* **Instruction**
Give the entries back exactly, dropping each image.

##### Listed entries

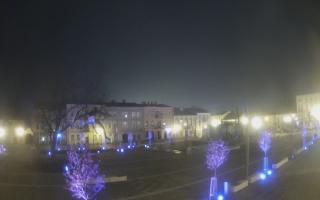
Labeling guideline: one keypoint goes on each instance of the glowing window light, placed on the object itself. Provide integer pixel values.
(177, 128)
(220, 197)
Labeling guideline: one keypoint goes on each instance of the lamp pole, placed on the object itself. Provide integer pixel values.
(245, 122)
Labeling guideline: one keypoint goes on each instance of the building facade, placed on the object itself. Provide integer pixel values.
(121, 123)
(191, 125)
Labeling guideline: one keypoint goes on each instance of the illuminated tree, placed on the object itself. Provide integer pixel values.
(2, 149)
(217, 154)
(265, 142)
(83, 176)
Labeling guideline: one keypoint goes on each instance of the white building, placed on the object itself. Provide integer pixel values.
(191, 124)
(118, 123)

##########

* **Finished task**
Labeling guideline: one keypoint goes on each instance of the glowing window light, placed on the object itself. Provide integer pixel values.
(177, 128)
(220, 197)
Labeling guideline: one keypoint goes on each instance of the lamp pole, placed on the object itself. Provide integer pixel values.
(245, 122)
Labeling guideline: one keypoint goes on each instance of the building facade, placed on the object itself. Provide integer pixel values.
(121, 123)
(191, 125)
Labeling guideline: one keypoint goes on each instance of the illuminated tree, placed on the object itself. Provide integer pixel values.
(2, 149)
(217, 154)
(265, 142)
(83, 176)
Labeling guideline: one keypoint goes on each instance of the white building, placed on the object itself. Provide integer pixel values.
(191, 124)
(118, 123)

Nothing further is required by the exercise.